_Source extract:_
** start **

Roberte: 13:33 So to move here to a country where people say Arnold Schwarzenegger. When people say, then Daenerys Targaryen where people see names that are like Nietzsche. And it's Sebastian Bach. And Beethoven, I mean these are not easy names by American standards, but these people respect these people enough to not just learn their names but to pronounce their names. So to move to a country like the US and the first thing people do is like, oh, this is too hard. We're just going to call you Robbie. Now granted, have I created an identity for Robbie? Absolutely. Because I, this is who I am, but I could not believe that people would not take the time to learn how to say Roberte, when they've taken the time to learn. So many other names that would be deemed or considered difficult to American standards.
Rianka: 14:20 Yes. And thank you for sharing that. And I want, I wanted you to share that for us to hear why it's important to call you by your name because you know, we go to speak into the financial planners, and pretty much anyone who goes to conferences, you're going to meet someone, you're going to start to meet people that are coming from different backgrounds, from different countries and to, to know their name and to try to be able to pronounce their name means so much, so much more to them than you actually know. And so that's why for Roberte, I call her Roberte. I don't call her Robbie and, and so that is important.
Roberte: 15:07 And it also shows me that you care about what I have to say if, if I come to your conference and you take your time to not only say my name, but to take whatever steps it is to pronounce it, say it time and time again until you get it. It shows me that you care about what I have to say and what will, what will I be saying in the future? But if you just ignore it, that says to me, am I here because you need to meet some sort of quota or am I here because you actually care about what I have to say? Cause if you can't even get my name right, do you really care what I have to say?
Rianka: 15:39 Hmm. That's, that's one of those deep pauses right there. And I'm gonna let, I'm gonna just let the listeners sit on that one. Okay. Something else you said, when we were talking this one late night and at the dining room table, you said something else? Yeah, I'm cis gender black woman and I'm like, okay, okay. Roberte, by that time I was still trying to pronounce her name and go, well thank you. Thank you. Thank you. And I was practicing even til that day because I was like, I know your name is not Robbie, like you Haitian I known your name not Robbie. And so you were like, it's Roberte. She even taught me ways to remember it and pronounce it. And I thank you for that. And I
Roberte: 16:28 I always help people, by the way, I don't have a problem doing that. Helping people to find better ways to pronounce my name. I'm okay with that.
Rianka: 16:34 So that's good as well. So that's not taken as an offense that's taken as, oh wow, you're really trying to learn my name, even with my name. My name is Rianka. It's just Rianka and somehow people always forget the k there is no longer is no longer Bianca, which I think was a very popular Spanish name back in the day. But so I would say Rianka they would say Bianca and I say Ri-anka they were like, Bi-anca like I know that's what you want to call me, but that is not the name my mother gave me. And so now it's Rihanna because of the singer Rihanna. I'm like, nope, nope, there's no h and there is a k. Alrighty. So, anyways, and I have some friends who, sorry, I'm going off on a tangent here. There's some friends I know who are, who are listening to this and they're like, but unless you go to Starbucks, then your name is Summer. And that's true. When I, when I go to Starbucks, you know, they, they butcher everybody's name and so I just, my name is based on the season that we're in. And so right now my name is Summer and in the fall, my name is Autumn and the winter it's Winter and then in the spring it's Spring. So now y'all know my trick,
Roberte: 17:54 I might have to use that myself.

** end **

_Given instruction A:_
Gather every line of the records that contains the string "canopy", treating uppercase and lowercase as different.

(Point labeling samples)
** start **

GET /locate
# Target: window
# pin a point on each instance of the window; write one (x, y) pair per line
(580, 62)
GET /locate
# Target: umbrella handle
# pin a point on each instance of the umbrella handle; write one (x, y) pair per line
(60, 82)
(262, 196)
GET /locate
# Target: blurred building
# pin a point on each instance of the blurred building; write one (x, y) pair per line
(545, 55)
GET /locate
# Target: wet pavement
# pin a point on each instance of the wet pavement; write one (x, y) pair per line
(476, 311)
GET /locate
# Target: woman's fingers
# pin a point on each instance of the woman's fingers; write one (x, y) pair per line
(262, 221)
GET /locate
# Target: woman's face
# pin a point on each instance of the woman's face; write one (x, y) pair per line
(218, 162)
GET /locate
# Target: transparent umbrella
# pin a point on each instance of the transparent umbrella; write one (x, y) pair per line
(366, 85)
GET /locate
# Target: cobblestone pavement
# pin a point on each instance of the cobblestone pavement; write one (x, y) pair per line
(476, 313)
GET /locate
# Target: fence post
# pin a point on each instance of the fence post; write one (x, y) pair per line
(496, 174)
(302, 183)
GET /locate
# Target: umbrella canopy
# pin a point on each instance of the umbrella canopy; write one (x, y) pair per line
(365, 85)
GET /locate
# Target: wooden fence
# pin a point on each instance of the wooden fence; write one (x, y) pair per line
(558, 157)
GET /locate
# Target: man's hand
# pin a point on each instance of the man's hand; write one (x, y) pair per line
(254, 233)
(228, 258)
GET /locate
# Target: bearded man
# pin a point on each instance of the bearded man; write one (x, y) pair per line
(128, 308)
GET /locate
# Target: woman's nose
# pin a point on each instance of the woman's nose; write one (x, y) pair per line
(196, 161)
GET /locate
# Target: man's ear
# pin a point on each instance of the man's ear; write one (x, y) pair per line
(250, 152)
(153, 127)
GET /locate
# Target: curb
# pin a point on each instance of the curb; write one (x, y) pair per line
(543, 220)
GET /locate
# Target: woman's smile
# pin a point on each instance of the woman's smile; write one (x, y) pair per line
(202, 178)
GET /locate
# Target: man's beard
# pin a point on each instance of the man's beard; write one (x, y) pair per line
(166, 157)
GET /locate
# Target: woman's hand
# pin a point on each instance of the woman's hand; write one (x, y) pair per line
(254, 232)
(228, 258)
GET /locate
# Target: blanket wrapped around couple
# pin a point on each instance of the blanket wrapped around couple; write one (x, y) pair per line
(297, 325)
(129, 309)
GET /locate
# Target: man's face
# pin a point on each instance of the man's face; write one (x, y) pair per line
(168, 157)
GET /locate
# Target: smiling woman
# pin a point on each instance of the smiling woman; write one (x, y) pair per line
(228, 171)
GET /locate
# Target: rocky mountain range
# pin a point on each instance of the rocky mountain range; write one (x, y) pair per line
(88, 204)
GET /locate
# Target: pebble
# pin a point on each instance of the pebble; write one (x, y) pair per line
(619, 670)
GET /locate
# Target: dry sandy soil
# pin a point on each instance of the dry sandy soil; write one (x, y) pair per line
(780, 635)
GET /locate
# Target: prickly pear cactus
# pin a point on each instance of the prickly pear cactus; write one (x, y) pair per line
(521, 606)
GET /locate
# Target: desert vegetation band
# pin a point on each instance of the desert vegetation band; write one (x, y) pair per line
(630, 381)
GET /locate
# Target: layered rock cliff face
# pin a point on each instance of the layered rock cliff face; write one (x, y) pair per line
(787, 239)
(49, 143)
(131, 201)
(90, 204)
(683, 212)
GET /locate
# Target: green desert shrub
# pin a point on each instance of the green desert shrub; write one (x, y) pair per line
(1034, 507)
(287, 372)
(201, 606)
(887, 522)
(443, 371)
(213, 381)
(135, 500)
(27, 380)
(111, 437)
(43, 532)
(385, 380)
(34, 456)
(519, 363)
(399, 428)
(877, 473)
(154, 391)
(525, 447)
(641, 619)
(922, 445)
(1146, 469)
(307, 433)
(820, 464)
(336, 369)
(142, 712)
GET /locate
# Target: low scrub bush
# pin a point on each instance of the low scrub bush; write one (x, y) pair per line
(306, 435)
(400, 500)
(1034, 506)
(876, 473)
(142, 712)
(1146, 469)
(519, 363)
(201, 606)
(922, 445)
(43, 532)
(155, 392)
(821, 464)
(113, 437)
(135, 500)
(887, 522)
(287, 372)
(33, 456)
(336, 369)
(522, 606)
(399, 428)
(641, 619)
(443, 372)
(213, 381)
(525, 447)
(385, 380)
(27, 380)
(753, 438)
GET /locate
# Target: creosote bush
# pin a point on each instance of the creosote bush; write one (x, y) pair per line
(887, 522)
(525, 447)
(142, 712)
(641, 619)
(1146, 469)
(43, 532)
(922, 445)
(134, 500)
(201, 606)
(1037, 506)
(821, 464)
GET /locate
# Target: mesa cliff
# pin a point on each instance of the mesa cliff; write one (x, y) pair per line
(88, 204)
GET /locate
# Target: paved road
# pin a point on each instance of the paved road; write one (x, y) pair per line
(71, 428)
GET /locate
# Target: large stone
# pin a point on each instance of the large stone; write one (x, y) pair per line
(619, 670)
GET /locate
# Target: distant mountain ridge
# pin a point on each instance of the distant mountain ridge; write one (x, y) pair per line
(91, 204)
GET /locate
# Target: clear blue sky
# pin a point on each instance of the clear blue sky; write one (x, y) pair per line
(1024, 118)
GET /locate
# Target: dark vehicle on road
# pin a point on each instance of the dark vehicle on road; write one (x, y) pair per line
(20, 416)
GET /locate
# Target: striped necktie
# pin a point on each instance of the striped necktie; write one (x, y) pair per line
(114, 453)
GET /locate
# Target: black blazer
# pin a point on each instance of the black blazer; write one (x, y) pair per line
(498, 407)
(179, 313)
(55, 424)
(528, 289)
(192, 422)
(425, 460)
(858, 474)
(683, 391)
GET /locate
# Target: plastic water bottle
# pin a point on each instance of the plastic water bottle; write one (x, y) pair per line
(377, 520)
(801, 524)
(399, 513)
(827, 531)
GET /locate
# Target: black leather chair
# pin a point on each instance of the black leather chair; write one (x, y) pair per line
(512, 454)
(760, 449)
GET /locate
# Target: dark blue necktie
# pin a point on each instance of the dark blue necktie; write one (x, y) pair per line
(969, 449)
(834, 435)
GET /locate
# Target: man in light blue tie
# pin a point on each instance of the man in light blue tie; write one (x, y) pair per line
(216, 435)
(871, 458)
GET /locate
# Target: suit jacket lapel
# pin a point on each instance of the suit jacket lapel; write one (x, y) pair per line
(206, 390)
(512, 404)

** end **

_Given instruction B:_
According to the transcript, why does Roberte say it matters when someone at a conference takes the trouble to pronounce her name? Answer in one to three sentences.

_Written reply A:_
# Target: umbrella canopy
# pin a point on each instance of the umbrella canopy; write one (x, y) pair per line

_Written reply B:_
It shows her that the person cares about what she has to say, both now and in the future. If her name is ignored, she wonders whether she is there only to meet some sort of quota. She also asks whether someone who can't get her name right really cares what she has to say.